Cannes ou le scandale permanent

Cannes ou le scandale permanent

Il y a quelques années, Jean-Jacques Annaud me disait que les Américains évitaient d’envoyer leurs grands films à Cannes, tellement ledit festival avait mauvaise image et mauvaise presse (ce n’est plus le cas maintenant). Vers la même époque d’ailleurs, Luc Besson disait qu’il n’y avait pas eu de bonne palme d’or depuis… Apocalypse now, en 1979.

C’est en 1980 que Gilles Jacob a pris les rênes du Festival et en a fait ce méchoui de snobisme culturel, d’ineptie professionnelle et de nullité artistique. Audiard disait que l’on pouvait présenter un film mal joué, mal éclairé et mal écrit, et que cela ferait un bon film d’art. Le film d’art, le film d’auteur, le film pour critiques de festival a tué le cinéma beaucoup plus que le commerce.

Le grand critique Jacques Lourcelles, auteur du merveilleux dictionnaire des films chez Robert Laffont, a bien vu la transition dans les années 60, lorsque les festivals ont pris le pouvoir culturel et précipité la disparition du grand cinéma traditionnel, qui conciliait le commerce et la qualité. Lourcelles dénonce des auteurs tels que Resnais, Godard, Leone ou bien Bergman et Antonioni. Depuis le cinéma a décliné et a perdu même pour notre auteur son innocence et sa candeur. Chaque année les jurys du festival de Cannes consacrent un film nul, politiquement correct jusqu’à la caricature, et oublié quelques mois plus tard, alors que toutes les vidéothèques familiales sont pleines de Walt Disney ou de westerns de John Wayne.

Qui se souvient en effet des palmes d’or des années 80 ou 90 ? Ou de Bill August, deux fois primé à Cannes ? Des trente dernières années, j’ai moi-même peu de souvenirs (la Mission, le Tarantino du début…). L’hypocrisie culturelle va de pair avec une trop grande quantité de films, des compliments trop faciles et un crépuscule de la sensation historique : car où sont les chefs-d’œuvre d’antan ?

• Volets de l'exercice:
A - D'après le texte sur Cannes, pourquoi les Américains évitaient-ils autrefois d'envoyer leurs grands films au festival ? Répondez en une à trois phrases, s'il vous plaît.
B - Répondez brièvement à partir du texte sur Cannes :
(i) En quelle année Gilles Jacob a-t-il pris les rênes du Festival ?
(ii) Chez quel éditeur a paru le dictionnaire des films de Jacques Lourcelles ?
(iii) Selon Luc Besson, quelle a été la dernière bonne palme d'or ?

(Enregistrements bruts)
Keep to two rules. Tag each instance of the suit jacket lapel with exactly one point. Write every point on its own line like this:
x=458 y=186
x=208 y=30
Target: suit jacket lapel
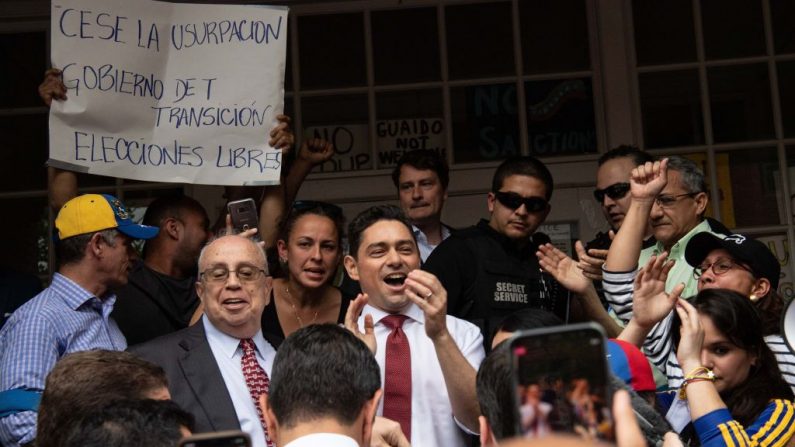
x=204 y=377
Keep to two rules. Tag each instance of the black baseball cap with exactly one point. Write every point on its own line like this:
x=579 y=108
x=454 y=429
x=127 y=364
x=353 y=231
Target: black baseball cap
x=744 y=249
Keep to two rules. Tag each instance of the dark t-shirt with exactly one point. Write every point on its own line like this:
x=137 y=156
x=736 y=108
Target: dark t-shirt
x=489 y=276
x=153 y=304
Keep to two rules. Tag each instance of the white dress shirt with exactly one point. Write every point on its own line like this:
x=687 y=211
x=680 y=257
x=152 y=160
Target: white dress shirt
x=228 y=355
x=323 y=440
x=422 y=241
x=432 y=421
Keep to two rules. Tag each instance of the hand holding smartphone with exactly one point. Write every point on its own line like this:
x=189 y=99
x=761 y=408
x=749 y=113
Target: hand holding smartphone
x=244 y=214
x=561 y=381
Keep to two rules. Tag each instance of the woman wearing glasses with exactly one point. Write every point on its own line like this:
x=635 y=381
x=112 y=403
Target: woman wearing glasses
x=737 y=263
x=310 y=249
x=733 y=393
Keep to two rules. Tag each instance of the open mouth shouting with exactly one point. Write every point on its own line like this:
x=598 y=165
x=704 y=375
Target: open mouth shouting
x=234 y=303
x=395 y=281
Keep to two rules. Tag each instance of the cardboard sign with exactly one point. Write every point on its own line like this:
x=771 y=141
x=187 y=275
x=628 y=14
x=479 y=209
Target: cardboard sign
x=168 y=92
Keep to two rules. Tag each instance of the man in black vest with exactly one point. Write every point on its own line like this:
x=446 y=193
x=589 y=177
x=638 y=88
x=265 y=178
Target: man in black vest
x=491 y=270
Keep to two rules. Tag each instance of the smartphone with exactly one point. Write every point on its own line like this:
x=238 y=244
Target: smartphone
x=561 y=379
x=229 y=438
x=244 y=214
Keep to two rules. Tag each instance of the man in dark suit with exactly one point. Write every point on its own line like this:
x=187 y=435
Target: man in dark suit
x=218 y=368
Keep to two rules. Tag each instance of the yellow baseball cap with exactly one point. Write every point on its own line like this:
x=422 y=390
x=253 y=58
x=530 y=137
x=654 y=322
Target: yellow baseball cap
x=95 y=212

--

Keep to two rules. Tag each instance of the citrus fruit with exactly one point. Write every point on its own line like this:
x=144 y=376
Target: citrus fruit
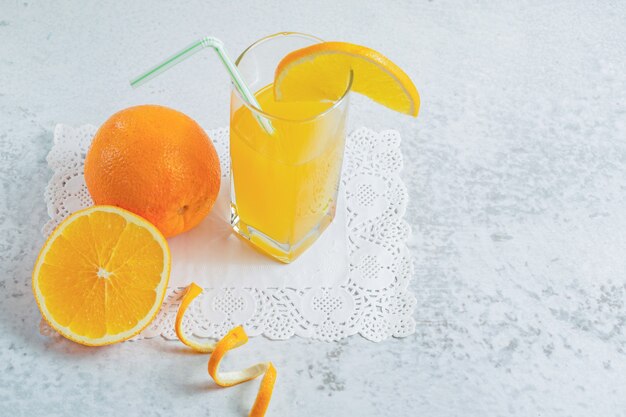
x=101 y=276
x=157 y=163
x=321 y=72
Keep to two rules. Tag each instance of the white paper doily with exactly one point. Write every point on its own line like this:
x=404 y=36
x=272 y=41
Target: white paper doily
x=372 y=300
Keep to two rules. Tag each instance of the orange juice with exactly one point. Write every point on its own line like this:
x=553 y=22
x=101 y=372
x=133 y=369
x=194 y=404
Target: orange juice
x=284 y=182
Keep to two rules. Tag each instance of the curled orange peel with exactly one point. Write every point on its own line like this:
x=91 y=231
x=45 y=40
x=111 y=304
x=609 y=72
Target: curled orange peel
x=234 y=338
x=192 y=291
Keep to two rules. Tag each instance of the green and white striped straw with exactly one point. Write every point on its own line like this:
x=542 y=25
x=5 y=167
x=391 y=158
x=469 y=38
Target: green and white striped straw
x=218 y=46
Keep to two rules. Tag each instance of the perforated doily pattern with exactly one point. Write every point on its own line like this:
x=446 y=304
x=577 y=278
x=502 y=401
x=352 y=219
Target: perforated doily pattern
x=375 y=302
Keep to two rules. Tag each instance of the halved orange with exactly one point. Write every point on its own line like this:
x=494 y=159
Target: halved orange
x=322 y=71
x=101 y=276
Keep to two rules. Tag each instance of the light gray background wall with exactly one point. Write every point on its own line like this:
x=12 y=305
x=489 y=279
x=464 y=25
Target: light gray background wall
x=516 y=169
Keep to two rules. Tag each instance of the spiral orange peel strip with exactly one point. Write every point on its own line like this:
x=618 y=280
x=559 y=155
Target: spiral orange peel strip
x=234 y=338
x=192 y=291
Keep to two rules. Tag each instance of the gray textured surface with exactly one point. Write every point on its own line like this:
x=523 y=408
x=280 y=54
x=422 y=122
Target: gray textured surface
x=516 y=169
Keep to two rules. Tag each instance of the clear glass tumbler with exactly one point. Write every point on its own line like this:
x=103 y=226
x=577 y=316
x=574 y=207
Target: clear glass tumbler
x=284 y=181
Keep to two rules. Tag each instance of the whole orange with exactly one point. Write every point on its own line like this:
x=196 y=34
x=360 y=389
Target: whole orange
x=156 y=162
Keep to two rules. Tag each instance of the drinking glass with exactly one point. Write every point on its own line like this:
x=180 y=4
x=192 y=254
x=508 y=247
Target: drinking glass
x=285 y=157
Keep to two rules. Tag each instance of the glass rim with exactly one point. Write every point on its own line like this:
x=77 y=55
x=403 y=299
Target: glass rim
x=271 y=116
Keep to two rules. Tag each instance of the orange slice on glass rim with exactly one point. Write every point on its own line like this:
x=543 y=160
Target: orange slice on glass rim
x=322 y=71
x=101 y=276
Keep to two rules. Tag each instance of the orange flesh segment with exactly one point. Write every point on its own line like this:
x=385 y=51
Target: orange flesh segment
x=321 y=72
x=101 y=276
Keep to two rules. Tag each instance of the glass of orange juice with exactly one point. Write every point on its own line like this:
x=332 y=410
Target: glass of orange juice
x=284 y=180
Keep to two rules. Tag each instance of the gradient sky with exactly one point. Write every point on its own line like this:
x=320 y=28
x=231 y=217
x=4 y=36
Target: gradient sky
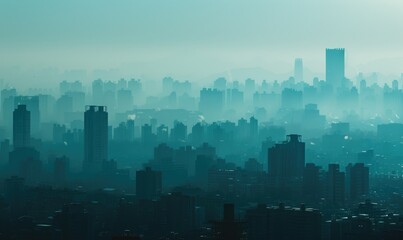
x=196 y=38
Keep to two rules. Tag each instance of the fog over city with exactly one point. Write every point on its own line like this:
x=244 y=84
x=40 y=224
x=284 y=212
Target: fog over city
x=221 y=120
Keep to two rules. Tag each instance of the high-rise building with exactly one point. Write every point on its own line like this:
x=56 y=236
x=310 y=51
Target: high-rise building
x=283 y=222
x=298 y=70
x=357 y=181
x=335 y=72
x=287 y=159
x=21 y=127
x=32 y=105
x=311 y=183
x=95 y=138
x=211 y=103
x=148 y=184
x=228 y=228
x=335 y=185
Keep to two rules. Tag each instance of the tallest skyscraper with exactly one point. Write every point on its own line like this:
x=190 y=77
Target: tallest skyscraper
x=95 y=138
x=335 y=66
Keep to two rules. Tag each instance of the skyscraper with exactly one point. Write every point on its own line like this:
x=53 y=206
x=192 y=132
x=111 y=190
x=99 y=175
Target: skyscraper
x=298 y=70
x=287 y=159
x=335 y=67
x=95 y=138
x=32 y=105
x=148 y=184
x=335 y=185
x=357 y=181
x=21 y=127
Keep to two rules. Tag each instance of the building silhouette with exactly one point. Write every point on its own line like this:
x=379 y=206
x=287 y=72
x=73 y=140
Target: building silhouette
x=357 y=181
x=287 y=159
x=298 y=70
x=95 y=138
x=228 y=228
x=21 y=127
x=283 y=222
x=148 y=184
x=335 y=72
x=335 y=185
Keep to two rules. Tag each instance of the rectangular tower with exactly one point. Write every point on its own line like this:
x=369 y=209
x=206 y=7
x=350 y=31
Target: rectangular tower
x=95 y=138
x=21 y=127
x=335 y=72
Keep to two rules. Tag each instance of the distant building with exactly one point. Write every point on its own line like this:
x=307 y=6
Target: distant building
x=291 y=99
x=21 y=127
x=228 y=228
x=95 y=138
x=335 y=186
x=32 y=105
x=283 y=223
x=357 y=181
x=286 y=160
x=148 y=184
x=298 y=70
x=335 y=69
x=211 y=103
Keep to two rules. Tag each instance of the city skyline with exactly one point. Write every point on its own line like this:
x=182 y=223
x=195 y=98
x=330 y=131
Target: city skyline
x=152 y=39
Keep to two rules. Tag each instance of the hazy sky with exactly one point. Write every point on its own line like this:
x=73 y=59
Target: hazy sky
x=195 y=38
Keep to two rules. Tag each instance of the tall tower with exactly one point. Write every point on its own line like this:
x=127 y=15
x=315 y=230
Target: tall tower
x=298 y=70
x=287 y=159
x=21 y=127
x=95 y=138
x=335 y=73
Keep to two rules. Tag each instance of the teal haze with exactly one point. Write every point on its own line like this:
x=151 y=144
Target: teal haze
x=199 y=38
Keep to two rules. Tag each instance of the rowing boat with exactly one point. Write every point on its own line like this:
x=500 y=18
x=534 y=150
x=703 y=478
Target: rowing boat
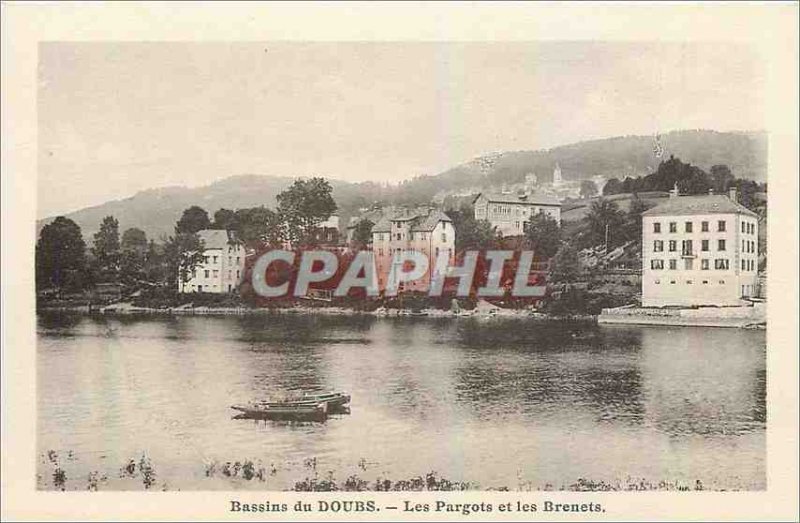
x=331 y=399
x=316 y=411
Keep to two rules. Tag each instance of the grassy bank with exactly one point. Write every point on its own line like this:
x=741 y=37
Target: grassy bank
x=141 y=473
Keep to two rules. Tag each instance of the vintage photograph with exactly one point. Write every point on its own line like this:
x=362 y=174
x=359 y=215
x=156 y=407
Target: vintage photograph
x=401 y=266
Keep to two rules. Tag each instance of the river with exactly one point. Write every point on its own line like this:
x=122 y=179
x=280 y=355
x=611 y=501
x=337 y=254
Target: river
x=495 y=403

• Réponses attendues:
A - Selon Jean-Jacques Annaud, les Américains évitaient d'envoyer leurs grands films à Cannes parce que le festival avait mauvaise image et mauvaise presse. L'auteur précise que ce n'est plus le cas maintenant.

B -
(i) En 1980.
(ii) Chez Robert Laffont.
(iii) Apocalypse now, en 1979.